下の項目のうち、「Find the stone pedestal;」を含む行から「Give the mask of every instance of the stone pedestal.」を含む行までを、両端の行も含めて一字一句変えずに書き写してもらえますか。

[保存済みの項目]
........
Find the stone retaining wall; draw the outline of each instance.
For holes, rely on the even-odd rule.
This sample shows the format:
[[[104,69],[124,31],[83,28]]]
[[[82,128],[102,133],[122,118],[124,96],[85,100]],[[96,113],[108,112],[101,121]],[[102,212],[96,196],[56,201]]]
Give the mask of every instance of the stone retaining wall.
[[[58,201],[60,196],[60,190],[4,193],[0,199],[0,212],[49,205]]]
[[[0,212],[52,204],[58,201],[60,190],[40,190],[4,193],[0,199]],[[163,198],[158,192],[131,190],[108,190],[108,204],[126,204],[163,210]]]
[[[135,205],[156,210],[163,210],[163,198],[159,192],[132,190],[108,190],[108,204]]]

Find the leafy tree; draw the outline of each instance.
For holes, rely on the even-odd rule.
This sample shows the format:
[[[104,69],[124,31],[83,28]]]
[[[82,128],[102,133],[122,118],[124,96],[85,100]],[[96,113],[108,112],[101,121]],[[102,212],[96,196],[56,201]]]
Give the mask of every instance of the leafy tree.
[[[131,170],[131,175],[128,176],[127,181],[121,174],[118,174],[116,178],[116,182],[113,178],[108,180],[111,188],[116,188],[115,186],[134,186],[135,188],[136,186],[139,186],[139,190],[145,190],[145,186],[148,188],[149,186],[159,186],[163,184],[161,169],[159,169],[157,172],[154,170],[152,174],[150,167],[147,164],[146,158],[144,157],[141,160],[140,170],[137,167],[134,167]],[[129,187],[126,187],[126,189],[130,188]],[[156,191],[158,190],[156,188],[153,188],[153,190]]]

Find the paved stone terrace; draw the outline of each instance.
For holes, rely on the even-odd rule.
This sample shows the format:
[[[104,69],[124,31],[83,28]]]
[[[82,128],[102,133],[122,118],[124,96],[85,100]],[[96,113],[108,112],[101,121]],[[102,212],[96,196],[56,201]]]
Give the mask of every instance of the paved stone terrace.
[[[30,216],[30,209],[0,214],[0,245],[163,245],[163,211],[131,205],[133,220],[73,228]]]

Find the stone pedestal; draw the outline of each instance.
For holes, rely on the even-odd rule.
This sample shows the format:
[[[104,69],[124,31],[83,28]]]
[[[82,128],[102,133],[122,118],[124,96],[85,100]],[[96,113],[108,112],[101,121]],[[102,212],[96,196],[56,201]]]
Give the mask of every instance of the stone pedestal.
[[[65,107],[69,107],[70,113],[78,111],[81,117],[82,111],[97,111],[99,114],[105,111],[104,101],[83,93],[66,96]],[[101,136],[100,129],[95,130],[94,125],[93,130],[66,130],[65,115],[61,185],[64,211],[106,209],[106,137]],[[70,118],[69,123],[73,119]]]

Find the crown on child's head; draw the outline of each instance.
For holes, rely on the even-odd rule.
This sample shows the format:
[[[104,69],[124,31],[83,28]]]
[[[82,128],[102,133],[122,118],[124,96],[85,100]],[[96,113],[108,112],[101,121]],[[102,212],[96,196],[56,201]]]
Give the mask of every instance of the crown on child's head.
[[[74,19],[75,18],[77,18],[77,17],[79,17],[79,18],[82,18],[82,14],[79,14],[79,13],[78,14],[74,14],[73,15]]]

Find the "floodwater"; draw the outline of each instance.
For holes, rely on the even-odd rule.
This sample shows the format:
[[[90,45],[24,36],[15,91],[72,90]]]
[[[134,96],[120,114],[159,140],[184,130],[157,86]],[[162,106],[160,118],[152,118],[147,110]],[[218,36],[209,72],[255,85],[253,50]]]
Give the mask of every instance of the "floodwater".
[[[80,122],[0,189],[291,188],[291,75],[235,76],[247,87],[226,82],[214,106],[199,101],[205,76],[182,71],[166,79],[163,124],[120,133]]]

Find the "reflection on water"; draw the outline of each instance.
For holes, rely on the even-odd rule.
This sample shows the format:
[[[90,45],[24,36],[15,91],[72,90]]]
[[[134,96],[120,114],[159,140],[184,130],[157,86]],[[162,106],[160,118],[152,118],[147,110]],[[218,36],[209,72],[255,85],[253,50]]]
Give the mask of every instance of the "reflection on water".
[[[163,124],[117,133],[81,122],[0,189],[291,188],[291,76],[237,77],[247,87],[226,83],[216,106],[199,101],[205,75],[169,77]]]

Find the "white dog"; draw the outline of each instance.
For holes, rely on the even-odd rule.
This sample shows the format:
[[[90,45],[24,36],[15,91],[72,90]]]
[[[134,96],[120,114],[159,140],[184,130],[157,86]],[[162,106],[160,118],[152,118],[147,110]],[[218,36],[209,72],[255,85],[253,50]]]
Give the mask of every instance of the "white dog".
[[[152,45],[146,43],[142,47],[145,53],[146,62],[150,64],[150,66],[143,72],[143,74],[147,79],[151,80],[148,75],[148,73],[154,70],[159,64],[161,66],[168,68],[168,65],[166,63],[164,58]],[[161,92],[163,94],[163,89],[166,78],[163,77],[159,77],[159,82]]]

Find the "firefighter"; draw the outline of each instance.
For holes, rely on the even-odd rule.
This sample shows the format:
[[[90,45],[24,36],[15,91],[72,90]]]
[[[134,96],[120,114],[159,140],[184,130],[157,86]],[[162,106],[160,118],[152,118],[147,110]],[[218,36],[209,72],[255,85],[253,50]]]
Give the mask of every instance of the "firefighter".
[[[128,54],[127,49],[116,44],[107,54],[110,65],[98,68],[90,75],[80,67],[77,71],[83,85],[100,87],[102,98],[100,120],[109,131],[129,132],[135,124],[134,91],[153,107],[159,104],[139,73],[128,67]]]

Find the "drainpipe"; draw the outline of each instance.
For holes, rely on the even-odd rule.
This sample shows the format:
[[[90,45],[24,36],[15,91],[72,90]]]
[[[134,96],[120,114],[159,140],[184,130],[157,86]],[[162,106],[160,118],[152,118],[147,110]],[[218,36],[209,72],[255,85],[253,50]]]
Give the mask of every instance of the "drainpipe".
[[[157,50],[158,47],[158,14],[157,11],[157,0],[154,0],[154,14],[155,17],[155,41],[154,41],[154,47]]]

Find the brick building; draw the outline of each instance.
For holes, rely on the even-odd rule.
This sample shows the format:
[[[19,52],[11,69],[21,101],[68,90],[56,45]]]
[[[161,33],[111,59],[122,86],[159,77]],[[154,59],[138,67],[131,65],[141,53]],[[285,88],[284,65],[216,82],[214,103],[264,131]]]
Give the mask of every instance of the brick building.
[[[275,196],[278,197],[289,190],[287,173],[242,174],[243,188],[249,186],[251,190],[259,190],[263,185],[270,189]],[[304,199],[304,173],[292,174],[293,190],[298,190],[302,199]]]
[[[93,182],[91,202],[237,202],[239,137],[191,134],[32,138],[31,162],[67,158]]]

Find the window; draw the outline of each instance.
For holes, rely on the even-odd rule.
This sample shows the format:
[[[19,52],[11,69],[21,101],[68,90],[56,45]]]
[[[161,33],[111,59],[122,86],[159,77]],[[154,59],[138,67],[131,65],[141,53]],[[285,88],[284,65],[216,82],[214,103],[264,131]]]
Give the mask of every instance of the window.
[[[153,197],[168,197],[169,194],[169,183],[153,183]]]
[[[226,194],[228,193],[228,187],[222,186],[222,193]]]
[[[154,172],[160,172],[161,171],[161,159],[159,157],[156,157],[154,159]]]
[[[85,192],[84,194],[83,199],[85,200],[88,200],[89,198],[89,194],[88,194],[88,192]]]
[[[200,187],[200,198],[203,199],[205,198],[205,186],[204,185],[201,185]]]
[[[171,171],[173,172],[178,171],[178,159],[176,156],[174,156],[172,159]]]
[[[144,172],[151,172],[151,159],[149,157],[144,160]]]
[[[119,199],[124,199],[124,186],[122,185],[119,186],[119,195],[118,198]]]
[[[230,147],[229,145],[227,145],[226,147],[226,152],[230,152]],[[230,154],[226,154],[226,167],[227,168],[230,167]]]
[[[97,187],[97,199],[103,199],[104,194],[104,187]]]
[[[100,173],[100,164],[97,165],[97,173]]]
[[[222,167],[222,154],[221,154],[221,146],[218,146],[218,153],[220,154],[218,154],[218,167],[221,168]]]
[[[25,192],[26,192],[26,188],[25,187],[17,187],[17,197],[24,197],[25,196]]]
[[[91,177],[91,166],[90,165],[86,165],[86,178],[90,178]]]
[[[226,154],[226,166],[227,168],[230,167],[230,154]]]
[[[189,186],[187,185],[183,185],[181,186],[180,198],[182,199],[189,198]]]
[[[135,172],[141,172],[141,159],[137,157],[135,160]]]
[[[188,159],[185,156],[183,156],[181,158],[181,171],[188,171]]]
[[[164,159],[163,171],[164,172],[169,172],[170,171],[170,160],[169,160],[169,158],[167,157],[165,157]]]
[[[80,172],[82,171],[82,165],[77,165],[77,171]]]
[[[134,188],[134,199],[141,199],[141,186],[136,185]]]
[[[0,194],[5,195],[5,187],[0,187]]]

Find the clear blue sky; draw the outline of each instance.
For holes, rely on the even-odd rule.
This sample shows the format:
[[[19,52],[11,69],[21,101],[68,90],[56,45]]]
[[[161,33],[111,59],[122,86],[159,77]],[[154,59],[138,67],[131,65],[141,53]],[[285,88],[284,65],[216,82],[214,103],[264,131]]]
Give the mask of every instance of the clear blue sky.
........
正しい結果 ::
Find the stone pedestal; draw the outline of each instance.
For holes, rely on the even-odd rule.
This sample shows the format:
[[[104,69],[124,31],[83,28]]]
[[[82,128],[102,133],[122,118],[124,96],[85,100]],[[96,113],[108,112],[101,121]],[[102,212],[96,196],[56,201]]]
Give the mask of every instance of the stone pedestal.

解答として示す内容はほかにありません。